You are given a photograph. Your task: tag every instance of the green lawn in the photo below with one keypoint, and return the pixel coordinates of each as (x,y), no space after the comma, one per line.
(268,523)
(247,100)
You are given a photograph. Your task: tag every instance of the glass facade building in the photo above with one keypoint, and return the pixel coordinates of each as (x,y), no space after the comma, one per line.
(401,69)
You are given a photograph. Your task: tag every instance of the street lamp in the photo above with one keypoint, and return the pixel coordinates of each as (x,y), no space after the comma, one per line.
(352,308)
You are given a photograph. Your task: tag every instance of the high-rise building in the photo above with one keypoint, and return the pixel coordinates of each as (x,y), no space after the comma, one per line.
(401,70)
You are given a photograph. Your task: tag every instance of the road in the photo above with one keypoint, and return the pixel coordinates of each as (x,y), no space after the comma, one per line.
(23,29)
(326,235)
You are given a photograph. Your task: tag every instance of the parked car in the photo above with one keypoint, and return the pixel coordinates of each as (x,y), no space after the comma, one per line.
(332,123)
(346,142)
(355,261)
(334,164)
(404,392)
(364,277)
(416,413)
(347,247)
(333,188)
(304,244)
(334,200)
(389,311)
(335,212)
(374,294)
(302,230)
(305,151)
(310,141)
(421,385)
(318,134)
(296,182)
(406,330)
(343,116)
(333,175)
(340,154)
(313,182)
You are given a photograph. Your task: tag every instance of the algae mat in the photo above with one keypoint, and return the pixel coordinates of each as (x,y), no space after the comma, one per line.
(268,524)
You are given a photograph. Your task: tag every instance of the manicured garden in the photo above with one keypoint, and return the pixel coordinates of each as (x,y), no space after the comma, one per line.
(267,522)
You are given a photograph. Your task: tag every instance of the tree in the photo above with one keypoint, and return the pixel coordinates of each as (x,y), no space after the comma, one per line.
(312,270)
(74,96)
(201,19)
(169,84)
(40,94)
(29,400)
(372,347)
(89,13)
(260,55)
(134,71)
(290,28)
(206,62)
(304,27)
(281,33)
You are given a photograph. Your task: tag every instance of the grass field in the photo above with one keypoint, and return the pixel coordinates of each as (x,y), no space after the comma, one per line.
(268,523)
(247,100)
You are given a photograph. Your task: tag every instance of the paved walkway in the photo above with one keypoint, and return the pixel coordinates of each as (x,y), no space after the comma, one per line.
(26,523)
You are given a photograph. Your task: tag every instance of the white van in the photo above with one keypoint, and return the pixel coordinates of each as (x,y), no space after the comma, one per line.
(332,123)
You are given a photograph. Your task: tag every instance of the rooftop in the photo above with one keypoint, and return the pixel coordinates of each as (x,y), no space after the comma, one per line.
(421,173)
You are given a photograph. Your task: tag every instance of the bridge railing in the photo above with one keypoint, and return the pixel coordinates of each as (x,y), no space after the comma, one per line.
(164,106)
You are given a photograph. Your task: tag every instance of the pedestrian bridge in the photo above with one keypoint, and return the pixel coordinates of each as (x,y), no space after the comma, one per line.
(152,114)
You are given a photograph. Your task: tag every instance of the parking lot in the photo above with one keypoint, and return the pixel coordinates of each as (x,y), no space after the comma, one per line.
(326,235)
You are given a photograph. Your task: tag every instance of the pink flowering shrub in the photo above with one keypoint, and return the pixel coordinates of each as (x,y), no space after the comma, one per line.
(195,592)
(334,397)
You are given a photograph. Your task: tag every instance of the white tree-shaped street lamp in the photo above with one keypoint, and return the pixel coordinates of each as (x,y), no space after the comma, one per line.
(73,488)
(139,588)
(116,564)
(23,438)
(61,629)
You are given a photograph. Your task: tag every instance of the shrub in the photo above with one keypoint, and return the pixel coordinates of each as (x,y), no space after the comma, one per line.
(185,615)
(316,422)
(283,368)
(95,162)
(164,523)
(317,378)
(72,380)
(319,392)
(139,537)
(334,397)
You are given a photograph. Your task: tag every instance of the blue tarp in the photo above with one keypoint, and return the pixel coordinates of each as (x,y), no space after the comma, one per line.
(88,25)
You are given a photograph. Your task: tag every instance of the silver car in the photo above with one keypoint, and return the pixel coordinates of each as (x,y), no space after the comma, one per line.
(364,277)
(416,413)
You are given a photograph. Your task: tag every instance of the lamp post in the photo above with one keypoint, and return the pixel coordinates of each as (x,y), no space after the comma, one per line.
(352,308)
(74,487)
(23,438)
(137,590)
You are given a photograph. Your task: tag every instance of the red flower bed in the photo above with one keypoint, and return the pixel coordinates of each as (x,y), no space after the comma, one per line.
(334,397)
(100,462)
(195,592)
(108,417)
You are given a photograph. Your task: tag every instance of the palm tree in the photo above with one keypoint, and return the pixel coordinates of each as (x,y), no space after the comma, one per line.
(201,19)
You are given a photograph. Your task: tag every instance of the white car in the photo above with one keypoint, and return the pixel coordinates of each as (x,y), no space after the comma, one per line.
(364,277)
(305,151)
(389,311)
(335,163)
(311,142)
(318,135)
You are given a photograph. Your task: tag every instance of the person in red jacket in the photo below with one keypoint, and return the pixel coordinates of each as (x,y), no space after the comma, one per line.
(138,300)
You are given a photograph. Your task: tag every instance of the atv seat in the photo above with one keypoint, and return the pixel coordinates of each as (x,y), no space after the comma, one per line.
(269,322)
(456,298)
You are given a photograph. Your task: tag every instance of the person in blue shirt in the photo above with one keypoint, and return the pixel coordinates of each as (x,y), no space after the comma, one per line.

Task statement:
Give again the lines from the line holding "of the palm" through the close of the listing, both included, exactly as written and with nothing else.

Completed task:
You are given a photograph. Your task: tag every instance of the palm tree in the photo above with one keypoint, and return the pixel coordinates of each as (x,y), no space after the comma, one per line.
(201,19)
You are given a photograph. Your task: tag every instance of the white car in the photo above with one keypoint, and return the pixel coordinates of each as (x,y), no space after the comma, one per line.
(364,277)
(305,151)
(389,311)
(335,163)
(311,142)
(318,135)
You are given a photograph. Your task: tag every instance of the person in red jacket in the photo below with one keypoint, and return the pixel coordinates of each as (x,y), no space after the comma, one per line.
(138,300)
You are given a photograph. Your task: tag every instance of the atv seat in the photo above with one keypoint, and return the pixel coordinates of each as (x,y), no space after the comma, one per line.
(269,322)
(456,298)
You are given a photograph. Your task: tag every instance of the person in blue shirt in the photo above with one keypoint, and return the pixel coordinates of each as (x,y), no space after the comma, one per line.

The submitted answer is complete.